## [Instruction]
Duplicate, word for word, the stretch of the listing below from the line containing "123, row 34." through the line containing "column 401, row 228".

## [Materials provided]
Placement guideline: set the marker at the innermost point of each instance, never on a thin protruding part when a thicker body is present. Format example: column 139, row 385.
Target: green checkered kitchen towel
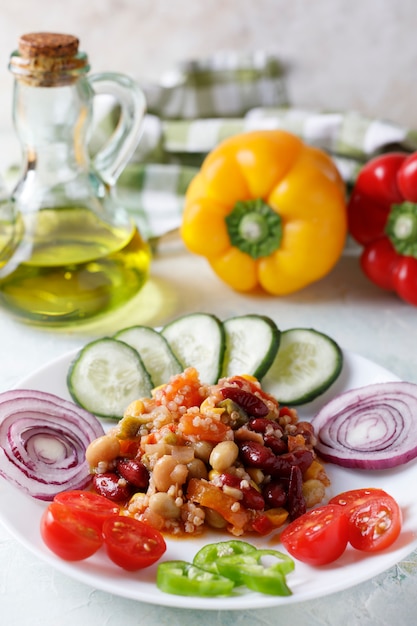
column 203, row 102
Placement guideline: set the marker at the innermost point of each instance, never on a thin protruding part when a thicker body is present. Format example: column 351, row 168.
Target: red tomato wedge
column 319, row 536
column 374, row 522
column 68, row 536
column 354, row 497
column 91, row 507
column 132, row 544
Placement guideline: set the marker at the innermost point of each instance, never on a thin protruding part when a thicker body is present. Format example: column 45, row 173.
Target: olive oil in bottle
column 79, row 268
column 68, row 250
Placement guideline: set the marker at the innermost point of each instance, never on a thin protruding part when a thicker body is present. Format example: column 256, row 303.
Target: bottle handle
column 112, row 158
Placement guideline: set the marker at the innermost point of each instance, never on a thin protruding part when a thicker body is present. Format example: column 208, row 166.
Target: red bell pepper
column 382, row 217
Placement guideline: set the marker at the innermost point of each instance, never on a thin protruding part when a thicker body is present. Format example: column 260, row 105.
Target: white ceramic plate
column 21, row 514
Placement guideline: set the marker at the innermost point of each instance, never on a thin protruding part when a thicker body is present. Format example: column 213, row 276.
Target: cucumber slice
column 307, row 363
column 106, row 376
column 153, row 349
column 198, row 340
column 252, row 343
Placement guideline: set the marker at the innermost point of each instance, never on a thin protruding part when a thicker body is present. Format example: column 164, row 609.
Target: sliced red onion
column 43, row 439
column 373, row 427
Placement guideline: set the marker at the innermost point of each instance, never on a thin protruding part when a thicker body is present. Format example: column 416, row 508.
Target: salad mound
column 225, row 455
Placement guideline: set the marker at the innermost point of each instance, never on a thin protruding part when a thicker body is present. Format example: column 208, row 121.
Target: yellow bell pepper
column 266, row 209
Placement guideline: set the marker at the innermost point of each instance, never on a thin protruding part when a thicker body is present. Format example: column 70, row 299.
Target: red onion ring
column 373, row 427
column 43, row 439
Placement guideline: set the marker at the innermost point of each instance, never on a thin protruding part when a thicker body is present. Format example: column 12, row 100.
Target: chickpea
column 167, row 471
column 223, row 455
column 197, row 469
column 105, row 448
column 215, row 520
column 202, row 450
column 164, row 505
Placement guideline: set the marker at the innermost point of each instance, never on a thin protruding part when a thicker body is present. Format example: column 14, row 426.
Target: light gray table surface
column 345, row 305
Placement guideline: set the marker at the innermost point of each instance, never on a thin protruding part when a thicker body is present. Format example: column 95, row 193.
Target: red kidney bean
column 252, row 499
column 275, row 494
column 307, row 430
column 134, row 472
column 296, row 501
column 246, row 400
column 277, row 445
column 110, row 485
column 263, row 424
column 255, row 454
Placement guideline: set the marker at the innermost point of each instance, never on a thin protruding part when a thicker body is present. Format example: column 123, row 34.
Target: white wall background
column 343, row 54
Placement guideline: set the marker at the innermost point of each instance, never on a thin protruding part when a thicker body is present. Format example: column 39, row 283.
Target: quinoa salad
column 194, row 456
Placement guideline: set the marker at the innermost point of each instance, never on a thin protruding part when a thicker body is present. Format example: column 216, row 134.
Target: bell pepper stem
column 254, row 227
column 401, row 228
--
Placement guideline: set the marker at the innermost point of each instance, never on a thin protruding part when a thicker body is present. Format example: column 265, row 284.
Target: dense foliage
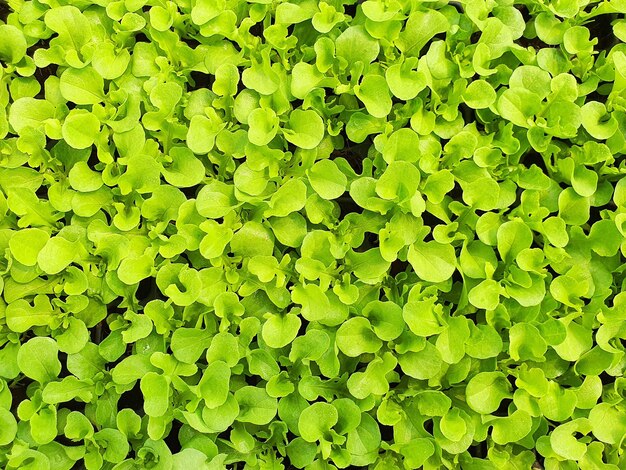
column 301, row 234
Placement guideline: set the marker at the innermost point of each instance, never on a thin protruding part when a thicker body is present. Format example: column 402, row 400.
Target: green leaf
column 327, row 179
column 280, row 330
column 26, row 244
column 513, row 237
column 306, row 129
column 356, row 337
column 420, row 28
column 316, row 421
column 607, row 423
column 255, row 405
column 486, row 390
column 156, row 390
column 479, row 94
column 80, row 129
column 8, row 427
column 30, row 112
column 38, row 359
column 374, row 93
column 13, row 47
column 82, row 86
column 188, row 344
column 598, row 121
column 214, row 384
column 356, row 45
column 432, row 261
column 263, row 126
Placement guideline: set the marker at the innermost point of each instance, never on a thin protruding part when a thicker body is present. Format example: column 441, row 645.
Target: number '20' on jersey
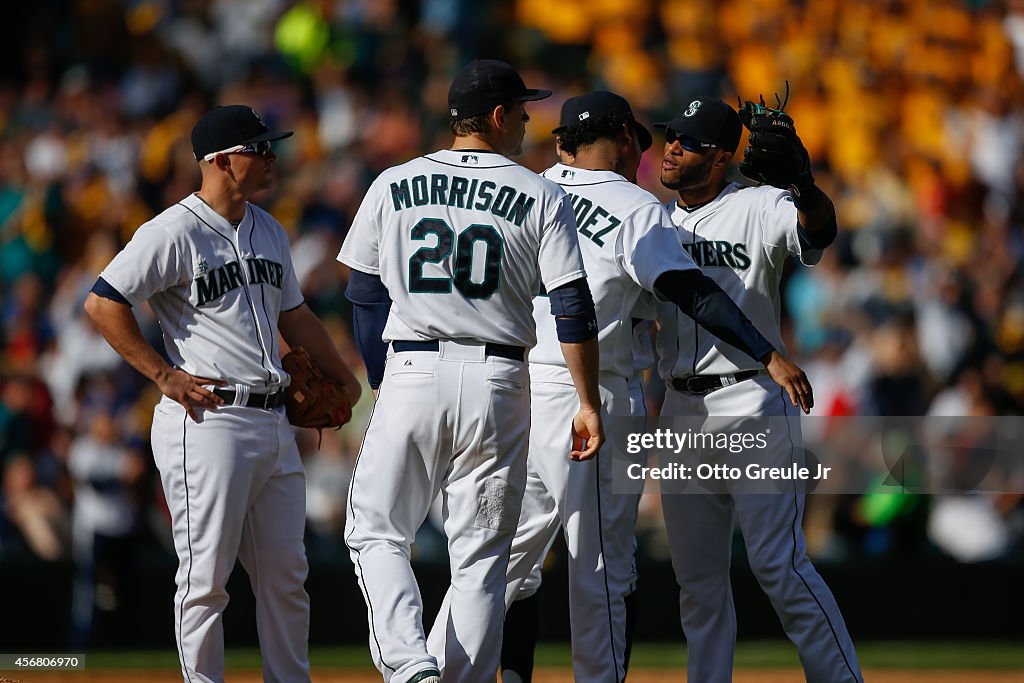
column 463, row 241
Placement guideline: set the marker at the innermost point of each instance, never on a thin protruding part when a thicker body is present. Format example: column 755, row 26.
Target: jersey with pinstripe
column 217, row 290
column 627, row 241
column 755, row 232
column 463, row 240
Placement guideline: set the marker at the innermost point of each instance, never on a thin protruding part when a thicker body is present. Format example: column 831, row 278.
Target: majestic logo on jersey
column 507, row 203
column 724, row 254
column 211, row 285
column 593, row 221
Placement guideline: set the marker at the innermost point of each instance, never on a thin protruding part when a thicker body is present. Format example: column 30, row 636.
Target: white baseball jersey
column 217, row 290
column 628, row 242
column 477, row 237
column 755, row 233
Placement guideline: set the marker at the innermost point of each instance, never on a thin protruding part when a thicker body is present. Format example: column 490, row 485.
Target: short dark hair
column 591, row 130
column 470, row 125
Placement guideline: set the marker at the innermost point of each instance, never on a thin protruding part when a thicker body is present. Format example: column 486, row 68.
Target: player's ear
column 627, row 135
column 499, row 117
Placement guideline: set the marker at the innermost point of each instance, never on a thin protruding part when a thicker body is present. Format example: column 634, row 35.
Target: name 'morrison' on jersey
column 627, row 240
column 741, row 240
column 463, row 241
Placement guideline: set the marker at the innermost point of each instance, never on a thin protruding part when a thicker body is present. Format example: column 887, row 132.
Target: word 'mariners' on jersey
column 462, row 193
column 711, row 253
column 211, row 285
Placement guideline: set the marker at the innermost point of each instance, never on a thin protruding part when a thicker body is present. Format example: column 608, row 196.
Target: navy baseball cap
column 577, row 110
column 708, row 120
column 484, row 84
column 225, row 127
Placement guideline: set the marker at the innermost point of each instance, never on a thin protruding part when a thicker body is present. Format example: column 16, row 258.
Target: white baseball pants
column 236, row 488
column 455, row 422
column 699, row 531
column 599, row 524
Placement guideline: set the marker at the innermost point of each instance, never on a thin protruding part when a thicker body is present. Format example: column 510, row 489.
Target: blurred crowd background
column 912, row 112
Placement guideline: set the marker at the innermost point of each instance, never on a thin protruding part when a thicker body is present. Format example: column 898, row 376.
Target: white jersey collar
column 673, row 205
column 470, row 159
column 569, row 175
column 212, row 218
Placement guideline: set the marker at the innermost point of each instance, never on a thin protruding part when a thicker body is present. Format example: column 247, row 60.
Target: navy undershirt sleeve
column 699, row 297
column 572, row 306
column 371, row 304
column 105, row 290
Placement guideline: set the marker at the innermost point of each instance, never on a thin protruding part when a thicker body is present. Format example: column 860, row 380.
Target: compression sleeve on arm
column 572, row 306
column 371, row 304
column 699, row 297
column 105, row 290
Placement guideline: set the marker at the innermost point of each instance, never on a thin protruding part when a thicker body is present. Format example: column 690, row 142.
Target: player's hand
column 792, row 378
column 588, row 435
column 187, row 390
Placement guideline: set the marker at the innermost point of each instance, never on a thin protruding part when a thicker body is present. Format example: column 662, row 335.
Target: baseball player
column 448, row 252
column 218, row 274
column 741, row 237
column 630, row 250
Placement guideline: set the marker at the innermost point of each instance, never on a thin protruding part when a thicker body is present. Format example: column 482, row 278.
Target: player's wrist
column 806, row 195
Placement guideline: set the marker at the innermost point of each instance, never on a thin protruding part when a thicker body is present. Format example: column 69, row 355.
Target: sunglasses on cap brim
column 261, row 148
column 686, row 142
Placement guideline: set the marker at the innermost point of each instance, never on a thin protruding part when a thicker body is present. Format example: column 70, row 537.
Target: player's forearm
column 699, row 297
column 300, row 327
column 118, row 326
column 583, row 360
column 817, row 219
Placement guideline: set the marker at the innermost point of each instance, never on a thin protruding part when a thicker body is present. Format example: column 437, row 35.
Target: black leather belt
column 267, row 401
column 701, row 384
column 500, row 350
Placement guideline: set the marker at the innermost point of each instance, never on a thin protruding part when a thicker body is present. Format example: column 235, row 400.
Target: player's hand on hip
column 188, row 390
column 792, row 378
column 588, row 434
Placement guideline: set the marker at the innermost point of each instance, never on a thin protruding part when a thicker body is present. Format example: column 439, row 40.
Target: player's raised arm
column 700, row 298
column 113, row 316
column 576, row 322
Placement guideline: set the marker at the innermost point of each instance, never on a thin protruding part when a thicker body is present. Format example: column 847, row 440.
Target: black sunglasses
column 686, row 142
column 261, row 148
...
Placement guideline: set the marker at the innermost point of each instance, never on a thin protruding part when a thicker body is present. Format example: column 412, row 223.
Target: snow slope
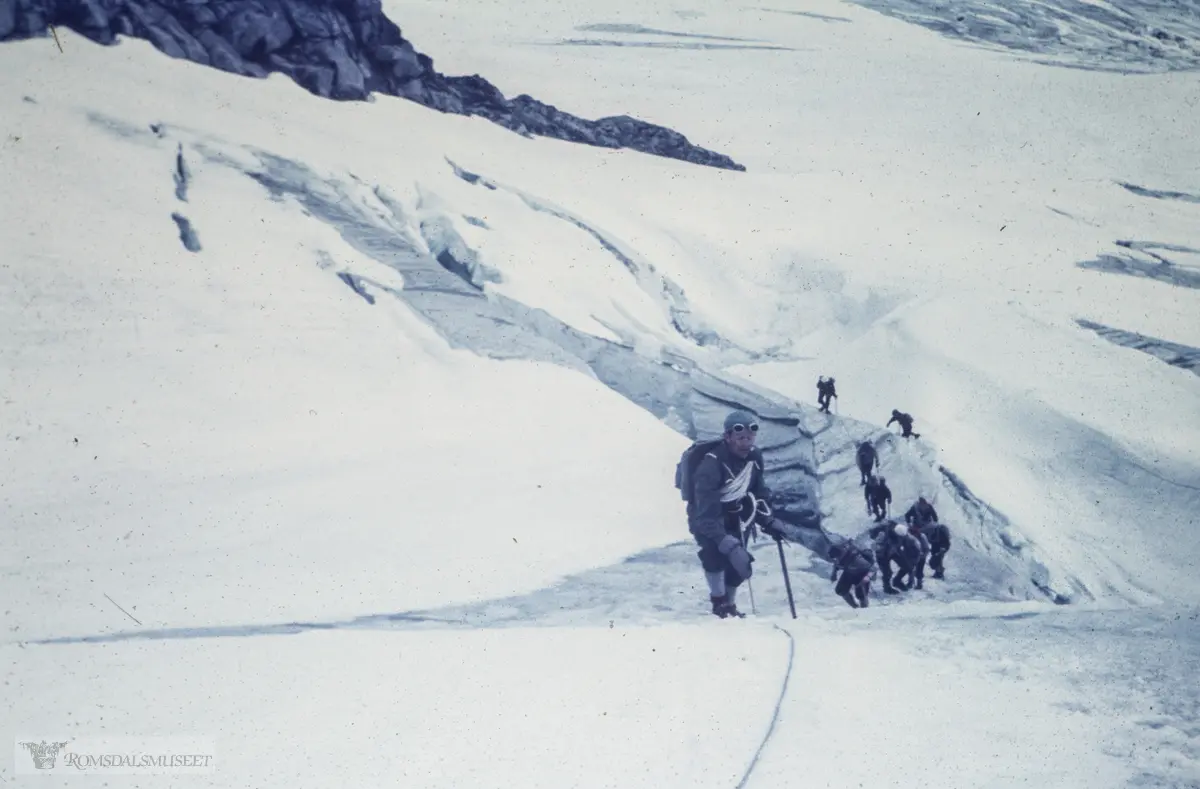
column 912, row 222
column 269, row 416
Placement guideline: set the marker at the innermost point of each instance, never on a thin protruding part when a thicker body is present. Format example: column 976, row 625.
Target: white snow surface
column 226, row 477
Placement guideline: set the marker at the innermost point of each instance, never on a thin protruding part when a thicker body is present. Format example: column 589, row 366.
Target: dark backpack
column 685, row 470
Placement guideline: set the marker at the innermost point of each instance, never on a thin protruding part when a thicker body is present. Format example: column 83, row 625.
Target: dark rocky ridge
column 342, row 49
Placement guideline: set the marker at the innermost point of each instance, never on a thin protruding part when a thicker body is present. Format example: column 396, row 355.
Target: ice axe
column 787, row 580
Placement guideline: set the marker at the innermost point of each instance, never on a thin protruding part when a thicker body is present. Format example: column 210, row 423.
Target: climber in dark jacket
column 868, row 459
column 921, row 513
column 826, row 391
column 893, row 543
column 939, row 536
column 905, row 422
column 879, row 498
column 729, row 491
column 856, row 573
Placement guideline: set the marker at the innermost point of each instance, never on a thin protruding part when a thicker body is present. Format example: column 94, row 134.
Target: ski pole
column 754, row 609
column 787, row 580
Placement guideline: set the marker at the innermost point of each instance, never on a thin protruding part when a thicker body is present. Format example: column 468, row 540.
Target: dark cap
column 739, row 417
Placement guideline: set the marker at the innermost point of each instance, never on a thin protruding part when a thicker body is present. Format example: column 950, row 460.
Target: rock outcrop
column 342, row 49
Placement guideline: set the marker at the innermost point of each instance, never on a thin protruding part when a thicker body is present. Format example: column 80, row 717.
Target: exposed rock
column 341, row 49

## [Written answer]
Placement guideline: set the marker at the innermost point of each instance, never on a thin protruding part when a thicker body is present. Format example: column 123, row 34.
Target: white wall background
column 343, row 54
Placement guideline: set the marker at the innermost point of each instance, never on a thin protruding part when a thicker body is present. Format example: column 39, row 283.
Target: quinoa salad
column 194, row 456
Placement guideline: set the marker at the innermost point of each instance, never on a thin protruding part when a thicker body is present. Format example: column 216, row 134.
Target: bell pepper stem
column 254, row 227
column 401, row 228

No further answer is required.